Task to carry out> Output every record below precisely as it is written.

Records contained in a dataset>
+--

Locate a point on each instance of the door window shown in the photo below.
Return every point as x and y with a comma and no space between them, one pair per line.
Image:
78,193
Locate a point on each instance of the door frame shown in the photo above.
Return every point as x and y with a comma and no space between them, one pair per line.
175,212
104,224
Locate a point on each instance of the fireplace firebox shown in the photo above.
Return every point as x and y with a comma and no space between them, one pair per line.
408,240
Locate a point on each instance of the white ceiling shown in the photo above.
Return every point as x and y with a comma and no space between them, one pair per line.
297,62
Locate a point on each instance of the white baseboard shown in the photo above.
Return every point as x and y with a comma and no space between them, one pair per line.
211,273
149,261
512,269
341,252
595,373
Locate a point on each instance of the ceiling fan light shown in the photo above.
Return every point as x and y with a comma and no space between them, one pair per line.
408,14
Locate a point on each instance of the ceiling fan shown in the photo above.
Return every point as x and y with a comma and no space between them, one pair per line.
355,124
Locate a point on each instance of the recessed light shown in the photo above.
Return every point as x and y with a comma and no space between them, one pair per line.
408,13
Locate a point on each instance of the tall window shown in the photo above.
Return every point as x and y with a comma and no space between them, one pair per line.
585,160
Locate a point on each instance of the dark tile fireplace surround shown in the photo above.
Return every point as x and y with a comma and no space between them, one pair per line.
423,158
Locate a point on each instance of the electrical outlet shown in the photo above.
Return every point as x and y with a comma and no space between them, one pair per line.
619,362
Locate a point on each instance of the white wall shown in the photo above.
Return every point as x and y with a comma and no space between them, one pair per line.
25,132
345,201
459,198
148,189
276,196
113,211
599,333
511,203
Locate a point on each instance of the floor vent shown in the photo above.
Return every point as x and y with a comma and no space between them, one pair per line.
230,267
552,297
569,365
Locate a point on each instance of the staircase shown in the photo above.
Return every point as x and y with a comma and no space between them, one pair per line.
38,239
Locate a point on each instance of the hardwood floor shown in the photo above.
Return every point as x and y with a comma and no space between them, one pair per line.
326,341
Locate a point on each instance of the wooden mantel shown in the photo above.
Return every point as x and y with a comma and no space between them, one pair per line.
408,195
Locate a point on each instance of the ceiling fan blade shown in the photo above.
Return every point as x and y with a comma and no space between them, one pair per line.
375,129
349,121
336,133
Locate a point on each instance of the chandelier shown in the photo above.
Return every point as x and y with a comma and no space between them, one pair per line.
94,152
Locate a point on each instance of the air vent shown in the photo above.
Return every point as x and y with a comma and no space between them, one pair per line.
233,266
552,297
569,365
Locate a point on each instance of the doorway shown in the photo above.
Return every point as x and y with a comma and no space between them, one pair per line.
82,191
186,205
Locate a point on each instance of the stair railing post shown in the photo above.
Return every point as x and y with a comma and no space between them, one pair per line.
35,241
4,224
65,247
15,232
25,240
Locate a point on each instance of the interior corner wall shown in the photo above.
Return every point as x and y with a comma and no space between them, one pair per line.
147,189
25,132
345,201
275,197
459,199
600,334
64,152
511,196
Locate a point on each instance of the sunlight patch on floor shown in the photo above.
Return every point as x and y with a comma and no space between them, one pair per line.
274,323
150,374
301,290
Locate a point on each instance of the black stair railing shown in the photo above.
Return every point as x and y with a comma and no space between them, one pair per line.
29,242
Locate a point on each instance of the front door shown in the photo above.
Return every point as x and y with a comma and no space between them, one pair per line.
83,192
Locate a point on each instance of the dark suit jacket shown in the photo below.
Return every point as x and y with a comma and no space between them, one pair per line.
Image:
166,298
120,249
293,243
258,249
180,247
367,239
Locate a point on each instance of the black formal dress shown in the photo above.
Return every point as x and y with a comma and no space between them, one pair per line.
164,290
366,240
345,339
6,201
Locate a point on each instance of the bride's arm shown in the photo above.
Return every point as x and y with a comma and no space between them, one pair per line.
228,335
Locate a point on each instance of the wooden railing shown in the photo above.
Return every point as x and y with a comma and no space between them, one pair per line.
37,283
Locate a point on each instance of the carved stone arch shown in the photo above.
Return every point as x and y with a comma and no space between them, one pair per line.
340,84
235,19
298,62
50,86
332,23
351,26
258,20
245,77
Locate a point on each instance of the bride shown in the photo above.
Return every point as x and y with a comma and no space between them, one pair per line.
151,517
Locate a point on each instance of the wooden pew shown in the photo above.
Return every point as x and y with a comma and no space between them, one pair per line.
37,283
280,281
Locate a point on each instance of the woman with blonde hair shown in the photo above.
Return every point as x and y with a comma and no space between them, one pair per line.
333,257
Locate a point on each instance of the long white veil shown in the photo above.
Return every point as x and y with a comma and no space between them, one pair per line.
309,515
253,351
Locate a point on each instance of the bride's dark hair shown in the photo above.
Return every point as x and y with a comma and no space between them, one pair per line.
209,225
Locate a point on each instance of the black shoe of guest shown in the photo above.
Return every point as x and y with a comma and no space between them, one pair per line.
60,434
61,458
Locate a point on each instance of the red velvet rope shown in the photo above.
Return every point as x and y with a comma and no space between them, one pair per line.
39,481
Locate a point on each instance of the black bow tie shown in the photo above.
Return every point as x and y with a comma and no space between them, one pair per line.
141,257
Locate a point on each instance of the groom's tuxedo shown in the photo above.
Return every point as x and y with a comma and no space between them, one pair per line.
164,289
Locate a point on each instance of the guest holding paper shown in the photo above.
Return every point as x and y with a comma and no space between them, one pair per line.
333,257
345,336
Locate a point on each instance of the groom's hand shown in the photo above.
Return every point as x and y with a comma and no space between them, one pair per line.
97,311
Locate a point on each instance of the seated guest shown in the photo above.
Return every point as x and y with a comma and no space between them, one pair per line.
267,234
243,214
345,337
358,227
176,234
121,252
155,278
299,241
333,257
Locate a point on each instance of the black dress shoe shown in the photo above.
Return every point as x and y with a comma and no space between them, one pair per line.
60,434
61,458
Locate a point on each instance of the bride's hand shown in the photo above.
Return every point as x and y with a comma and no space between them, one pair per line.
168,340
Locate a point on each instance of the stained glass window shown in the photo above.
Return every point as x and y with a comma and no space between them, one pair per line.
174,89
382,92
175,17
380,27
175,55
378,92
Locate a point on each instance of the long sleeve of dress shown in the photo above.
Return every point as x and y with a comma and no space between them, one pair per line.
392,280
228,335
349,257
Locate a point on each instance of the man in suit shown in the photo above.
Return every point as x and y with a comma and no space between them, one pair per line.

+--

Answer below>
Locate a point on each instance of the door window shown in the photo below.
Return every point as x and y with a comma and no space between them, one pair per line.
Image:
78,193
Locate a point on each instance of the door frame shown in the photo above.
Return every point as x and y with a comma and no space between them, one pair per line.
175,212
104,224
Locate a point on each instance of the fireplace firebox shown in the photo above.
Return every point as x and y with a comma and no space between them, one pair per line.
408,240
Locate a point on each instance of the white ceiling shown in the photo above.
Return every point as x and y with a comma and no space between them, one pair per line.
297,62
Locate a point on each instance of the white baseboard shown in the photo above.
Return every point as x and y with a comma and no space between them, one pair per line.
211,273
149,261
512,269
341,252
595,373
Locate a point on each instance of the ceiling fan light shown in the photo above.
Return every point as x and y with a comma and no space between them, one pair per line.
408,14
Locate a point on each instance of the ceiling fan shown in the photo above.
Return every point as x and y with a comma and no space between them, one pair per line.
355,124
Locate a point on each instance of the recessed light shown in the photo above.
Return every point as x and y with a comma and no space between them, one pair per line.
408,13
Locate a point on each instance of the tall window shown in the photo above.
Return every point as x and y with a comma and no space between them, one pair per line.
585,160
Locate a point on each instance of the dark tile fireplace surround shown in the photo above.
Return every point as x and y with a comma and no space between them, one pair per line.
423,158
Locate a point on each instance of the electrical outlet shown in the photo above.
Return every point as x and y with a comma and no space between them, one pair per line.
619,362
Locate a point on each instance of the white wall shown in the photo above.
Return every point as x and y with a comma and no space between them, one pair per line.
25,132
345,201
459,198
148,189
276,196
113,211
599,333
511,203
Locate a point on each instance of the floor vent shown in the photo above.
Return every point as x and y with a comma and no space between them, one pair per line.
230,267
552,297
569,365
Locate a point on each instance of the staircase shown in the photo above.
Return every point as x and y with a comma and no space between them, one pair per line.
38,239
Locate a point on each instance of the hardwood floor shown in the photo above.
Return every point as x and y with a comma and no space between them, one pair per line.
326,341
Locate a point on each instance of the wooden mantel shown in the photo above.
Return every point as x and y with a comma and no space between them, one pair per line.
408,195
Locate a point on each instance of the ceiling fan blade shown in the photo above.
Return every point as x and y with a comma and no space between them, one pair per line.
375,129
349,121
336,133
Locate a point on each instance of the chandelier shown in the photo above.
Return every point as x and y with a comma and no space between them, one pair per line.
94,152
Locate a point on each instance of the air vent shown in the photo above.
Return every point as x and y with a comma and no space between them, one pair per line.
233,266
552,297
569,365
Locate a point on each instance of the doorway shown in the photo above.
Return every point as x and y with a comma and no space between them, one pair per line.
82,191
186,205
Locate a point on each instance of the stair railing post shown in the photo above.
Return every point as x and y with a comma and no space between them, one pair per line.
35,241
4,224
65,247
15,232
25,240
Locate a point on each instance of the interior corner wall shown in the photo above.
Return every point as x and y with a comma and no space between them, one pair per line.
147,189
25,132
345,201
275,197
459,199
600,334
64,152
511,196
Locate a point on each instance of the sunlight patch on floor shown in the photo above.
Return every point as x and y with a comma and no space between them, one pair per line.
274,323
150,374
301,290
Locate a point on each instance of the black stair railing shown in the photo above.
Return every point as x and y with a comma and no space between them, one pair per line.
29,242
Locate a point on each instance of the front door shown in the photo above.
Return every point as x and y with a comma and no space between them, one pair per line.
83,192
Locate a point on each instance of the dark suit jacket shown in the photo below.
Return every point as x and y with a comma and no space between them, one pair per line.
Image:
166,298
120,249
293,243
258,249
180,247
367,239
Locate a point on each instance of the black formal dress shown in the photo above.
Return every point as x and y with a comma and no space between them, one pair per line.
164,290
366,240
345,339
6,201
Locate a point on each instance of the bride's arm shown in the photo above.
Return every point as x and y with a comma and no space between them, one pair per line.
228,335
Locate a point on each instance of the wooden railing shown in the photo above.
Return every point as x and y with a comma and no space between them, one pair per line.
37,283
Locate a point on each instance of the carved stone arch shown in the photo above.
Return every point as x and y with a comma and no space between them, one pair per line.
340,84
235,19
298,62
50,86
332,23
351,26
258,20
245,77
Locate a point on each instance of the bride shown in the photo above.
Return every point as x and y with a comma and no space between them, one pair per line.
151,517
Locate a point on each instance of the wooden pew shown in the photo above.
Return every point as x and y with a comma and no space between them, one pair per line.
37,283
280,281
Locate a point on each instance of the woman with blonde hair shown in the photo above.
Return every point as x and y with a comma and no space between them, one pair per line.
333,257
Locate a point on each instance of the long white veil shown in the photo above.
Return every point as x and y with a comma and no space between them, one pair per line.
309,515
253,351
Locate a point on each instance of the bride's dark hair shown in the photo above.
Return every point as x and y with a comma and no space between them, one pair per line.
209,225
Locate a point on each instance of the black shoe of guest shown in the photo above.
Return every point as x and y with a comma and no space between them, one pair per line.
60,434
61,458
Locate a point on each instance of the red velvet rope shown in the photo above.
Return every point as x and y with a comma and no space between them, one pair per line.
39,481
Locate a point on each instance of the black bow tie shown in the photo above.
Return every point as x and y with a comma and no space between them, one pair per line.
141,257
Locate a point on each instance of the groom's tuxedo shown in the photo above.
Return every point as x and y with a comma and no space between them, one pair per line.
164,289
Locate a point on each instance of the guest holding paper shown in the photo above.
Return every point as x and y with a comma and no space between them, one pair per line.
333,257
345,336
Locate a point on each instance of the groom's hand shown in the photo above.
Return every point as x and y with a comma and no space between them, one pair per line.
97,311
Locate a point on each instance of the seated guest shown in the photo above.
Return every point as x and y with a comma and no space between them, one pair per line.
267,234
243,214
345,337
358,227
176,234
121,252
155,278
299,241
333,257
Locate a point on each instance of the black dress shoe shown in the photo above.
Return every point as x and y with a comma and no space between them, one pair per line.
60,434
61,458
Locate a point on each instance of the bride's hand shown in the photo above.
Return every point as x and y with a comma and no space between them, one pair per line.
168,340
Locate a point on each instance of the stained glass window shown in the photo above.
Return every point as x and y with a comma and no space between them, one pair per line.
174,89
382,92
175,17
380,27
175,55
378,92
Locate a point on each instance of the long sleeve of dress shown in the photo above.
Return every point as x and y with a comma and no space between them, one pair per line.
392,280
228,335
349,257
Locate a point on each instance of the man in suit shown in the photo above.
Return every point as x and y with a comma and no space between them, one pair per line.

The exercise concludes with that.